[WORK ITEM]:
Copy, in full, each line of the material that holds the word "MUST".

[THE INPUT]:
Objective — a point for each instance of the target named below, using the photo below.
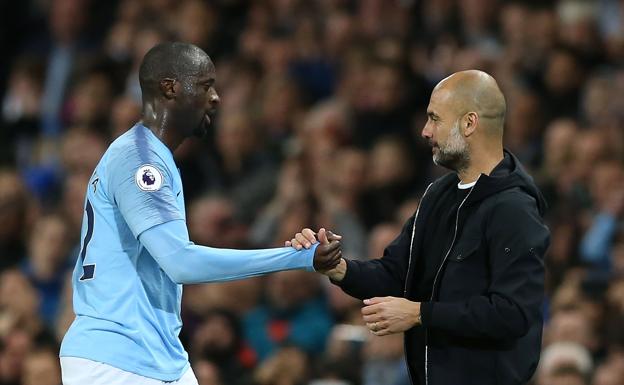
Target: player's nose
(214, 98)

---

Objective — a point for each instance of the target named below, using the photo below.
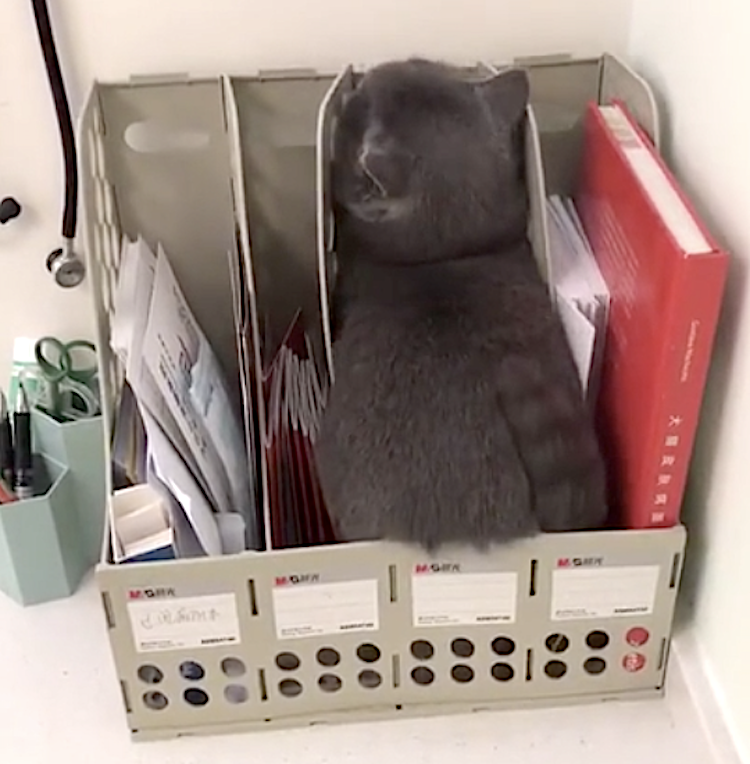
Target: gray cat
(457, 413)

* * *

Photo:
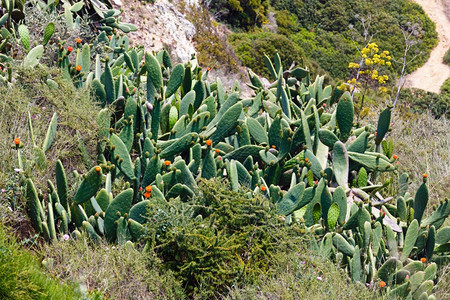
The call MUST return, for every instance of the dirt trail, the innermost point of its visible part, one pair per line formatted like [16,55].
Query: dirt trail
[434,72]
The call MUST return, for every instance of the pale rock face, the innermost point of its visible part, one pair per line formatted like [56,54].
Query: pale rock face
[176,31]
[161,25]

[RESPONSE AREA]:
The call MUST return, for every instance of the dirt trail, the innermost point of its visible part, one pair per line formatted like [16,55].
The call MUST return, for every instance of the pale rock face, the innermost point of its visible part, one pair per line formatted like [56,54].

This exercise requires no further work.